◆ Задание 1
Соответствуют ли фрагменту о судопроизводстве у сибирских народов (он приведен ниже перед материалом) утверждения (а), (б) и (в)? На каждое ответьте «да» или «нет» и подкрепите ответ точной цитатой из фрагмента.
(а) Уездные власти рассматривали все уголовные дела без исключения.
(б) Договор Ф.А. Головина с монгольскими тайшами заключен в 1689 г.
(в) Миллер считал взяточничество чертой одних лишь русских должностных лиц.
◆ Задание 2
Продолжите фрагмент о судопроизводстве у сибирских народов, приведенный ниже, начиная сразу после его последнего предложения.

◆ Фрагмент страницы
↓

Уездные власти рассматривали лишь значительные уголовные дела. Наиболее важным ак­том, рег­ламентирующим порядок судопроизводства, исследователь признает до­говор по­сланника Ф.А. Головина с монгольскими тайшами (1689 г.), положения которого в дальнейшем были распространены на многие сибирские народы. Как показывают экспеди­ционные материалы, положение дел в сфере судопроизводства у кон­кретных на­родов отличалось большим разнообразием, а общие принципы далеко не всегда соответствовали реальной практике. Обычное право господствовало повсеместно, в т. ч. и у тех народов, у которых родовая аристократия была наде­лена большими правами и должна была строго следить за соблюдением установ­ленного порядка судопроизводства. Миллер подчеркивает, что пристрастность судей и взяточниче­ство были характерны не только для русских должностных лиц, но и для предста­вителей аборигенной знати. Поэтому, несмотря на то, что князцы должны были судить по нормам обычного права, конфликтую­щие стороны старались не доводить дело до суда своих родовых начальников, предпочитая договариваться между собой [50, с. 11-13].

↑

Фрагменты набора данных с разметкой местоположений
↓

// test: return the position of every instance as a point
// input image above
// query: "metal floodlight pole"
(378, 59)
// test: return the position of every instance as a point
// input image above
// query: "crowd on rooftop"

↑

◆ Ответ 1
(а) Нет: «Уездные власти рассматривали лишь значительные уголовные дела».
(б) Да: «с монгольскими тайшами (1689 г.)».
(в) Нет: «были характерны не только для русских должностных лиц».

◆ Ответ 2
Дальнейшее оформление системы косвенного управления получило в 1763 г. с установлением нового порядка ясачного сбора. Ясак стали со­бирать сами князцы и старшины, затем передавали его в казну в уста­новленных мес­тах, при этом разрешалось платить ясак «мяхкой рухлядью или деньгами» [42]. Екатерина II данной в 1763 г. капитану А. Щербачеву «Инст­рукцией … о действиях вверенной ему ясачной комиссии» подтвердила основные по­ложе­ния Инструкции С.Л. Владиславича-Рагузинского 1728 г. и указала упразднить институт аманат­ства [47, с. 70-76]. Это был наиболее полный законодательный акт правительства в отношении народов Сибири, которым определялся поря­док сбора ясака, регламентировались вопросы торговли с аборигенами, ограни­чи­вался въезд в «иноверческие» кочевья и улусы торговых людей одним разом в год во время сугланов и ярмарок, «когда комиссары для сбора ясака тамо нахо­диться будут». Обе инструкции формально ограничивали вмешательство русской адми­нистрации во внутриродовые дела народов региона, однако впоследствии Сибир­ский комитет на основании ревизии М.М. Сперанского отмечал, что на практике «все управление инородцами перешло большею частью в зависимость земских чиновников и сделалось поводом к великим злоупотреблениям» [23, с. 175]. В 1766 г. провозглашается обра­зование новой Уложенной Комиссии, в со­ставе которой и коренные народы Сибири были представлены собственными депутатами [7, с. 153-175].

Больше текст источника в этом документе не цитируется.